TASK DESCRIPTION -
Continue the text about grieving a mother, starting after its last sentence.

GIVEN TEXT -
As I dried off, I looked in the mirror at my face. I have dark circles under my eyes, my skin looks gray. My eyes look so empty. So sad. And I just started to cry. Mostly for myself, but as soon as I start to feel this way, then I get sad for my mom. I'm so sorry that she had to go through all of that, just to lose her life. It almost feels like it was for nothing, so wasted. And then I think about the thing she kept saying to me when I would get upset that she was going through such an ordeal: "Well, I have to try. Or we'll have the same outcome." And then I feel proud of her, that she went through such a scary thing, because either way, the same thing would happen. Except, she didn't give up, and she was so brave to face all of that. Just to be with us. I am so happy that she tried. During the last hours of her life, she looked at me and said, "I'm trying. I'm really trying." I just held her hand and patted her head and said, "I know. You're doing such a good job. We're all so proud of you," as I tried to fight back tears. I didn't want her to know that she was dying, and I didn't want her to know that I knew she was dying, and most of all, I didn't want her to be scared. I hope she wasn't scared. I pray everyday that she wasn't scared.

I am still running every day. It gets easier all the time. I have my sights set on a half-marathon, which is 13.1 miles. There's a big one near my house, and it's next September. I can't help but think that while it will be exciting and a monumental accomplishment, it won't be as fulfilling without my mom waiting for me at the finish line. I missed her so much at my 5K, which is for breast cancer, and she worked at that event for the last 9 years. I was so proud of myself to run across the finish line, but my heart felt a huge pang knowing that she could have been there waiting for me, but she wasn't. And she won't be. Just like how she won't be at my graduation, or at my wedding, or when I bring a child into the world. And while I know that she will be "there," in spirit, she won't be there. It is not the same. It will never be the same.

It's weird how the first couple days after someone dies feels so surreal and so shocking. You feel like you're in a haze, and your brain keeps asking, "Did that really just happen?!" But it is even weirder how your body finally processes it after weeks of them actually being gone. Things really have sunk in now, and they seem very real, which is a lot more heartbreaking and a lot more challenging to deal with than actually watching them die. I wish I could pick up the phone, first thing in the morning, and tell her everything that is going on in my life, like I used to every day just two weeks ago.

Stored records

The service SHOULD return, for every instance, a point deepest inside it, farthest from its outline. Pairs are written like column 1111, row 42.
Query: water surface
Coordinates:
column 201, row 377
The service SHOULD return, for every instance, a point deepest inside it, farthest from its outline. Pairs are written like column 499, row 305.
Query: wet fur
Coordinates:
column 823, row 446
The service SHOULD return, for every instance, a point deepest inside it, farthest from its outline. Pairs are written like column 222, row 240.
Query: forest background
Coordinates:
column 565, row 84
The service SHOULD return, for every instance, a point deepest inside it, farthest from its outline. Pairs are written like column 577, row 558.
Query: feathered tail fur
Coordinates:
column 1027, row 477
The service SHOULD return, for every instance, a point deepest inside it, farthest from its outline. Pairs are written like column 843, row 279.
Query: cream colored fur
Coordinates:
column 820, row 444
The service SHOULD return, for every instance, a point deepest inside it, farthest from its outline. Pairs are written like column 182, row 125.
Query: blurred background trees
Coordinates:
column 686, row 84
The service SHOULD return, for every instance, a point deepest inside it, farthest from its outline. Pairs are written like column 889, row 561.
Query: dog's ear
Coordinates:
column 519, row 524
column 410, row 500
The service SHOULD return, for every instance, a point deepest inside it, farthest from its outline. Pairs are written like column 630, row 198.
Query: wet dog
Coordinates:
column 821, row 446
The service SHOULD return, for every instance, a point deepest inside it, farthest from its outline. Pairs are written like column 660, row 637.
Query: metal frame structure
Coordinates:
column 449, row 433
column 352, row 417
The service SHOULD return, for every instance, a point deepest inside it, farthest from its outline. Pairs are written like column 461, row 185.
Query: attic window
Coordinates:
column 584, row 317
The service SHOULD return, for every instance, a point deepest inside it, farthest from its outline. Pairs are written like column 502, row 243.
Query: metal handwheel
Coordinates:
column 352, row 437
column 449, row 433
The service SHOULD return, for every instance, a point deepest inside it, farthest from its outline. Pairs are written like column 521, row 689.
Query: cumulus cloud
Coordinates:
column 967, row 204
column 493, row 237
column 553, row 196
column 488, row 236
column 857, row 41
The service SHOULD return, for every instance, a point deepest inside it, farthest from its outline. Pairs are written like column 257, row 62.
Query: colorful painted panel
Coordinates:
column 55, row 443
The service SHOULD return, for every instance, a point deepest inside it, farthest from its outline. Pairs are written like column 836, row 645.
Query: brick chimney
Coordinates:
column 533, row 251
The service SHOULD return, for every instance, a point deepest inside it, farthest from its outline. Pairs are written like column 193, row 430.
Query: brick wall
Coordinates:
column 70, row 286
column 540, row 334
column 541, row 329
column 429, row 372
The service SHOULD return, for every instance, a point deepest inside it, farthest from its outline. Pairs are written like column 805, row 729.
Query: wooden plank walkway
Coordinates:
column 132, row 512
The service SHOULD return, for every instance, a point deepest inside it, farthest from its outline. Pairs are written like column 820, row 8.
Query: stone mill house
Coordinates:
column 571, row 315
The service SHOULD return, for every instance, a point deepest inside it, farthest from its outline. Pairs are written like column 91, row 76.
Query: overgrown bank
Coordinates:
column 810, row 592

RESULT OF THIS TASK -
I looked at some pictures of her today, and because they were so recent, that confusion and disbelief flooded my brain. How surreal. And while you are trying to deal with processing and understanding the new dynamics of your life, you have to face the "formalities of dying." Despite the fact of being completely distraught and fighting the urge to curl in a ball and cry for hours, you have to go to a funeral and stand in a line for what feels like days, greeting people and listening to them tell you how sorry they are for your loss. And then you have to write thank you notes to people who have sent flowers and cooked you food. And then you have to sit for hours to complete schoolwork that was due two weeks ago. And on top of all of that, you have to go back to real life, and see the look of pity in people's eyes as they see you for the first time after "the news." That whole "Did you hear the news?" business that goes through the entire school, through your entire workplace...and then the whole "You poor thing" act that goes on when you come back. Exhausting. Yet comforting.

I have such mixed emotions about all of this. While it is comforting to know how much people care about you and how much they love you, it is difficult to see the way they look at you and to notice how extra-nice they are to you, just because they feel bad for you. I wonder if this type of thing helps people recover, or if it somehow hinders them, because it reminds them of what happened two weeks ago and how their life will never be the same again. I am confused, obviously.

But, I will be stronger because of all of this, eventually. I hope it happens sometime soon.

Wednesday, October 21, 2009

Dear Mom...

Dear Mom,

Today, the weather is so amazingly beautiful you wouldn't even believe it's Fall, and it made me want to talk to you so much I almost started talking to myself today in the car. I thought this would be a more appropriate, less psychotic way of doing things. I miss you so much, sometimes I think my heart will just stop beating I want to see you so badly. But it doesn't. And I realize I am still here, and I must try to live my life the way you would want me to.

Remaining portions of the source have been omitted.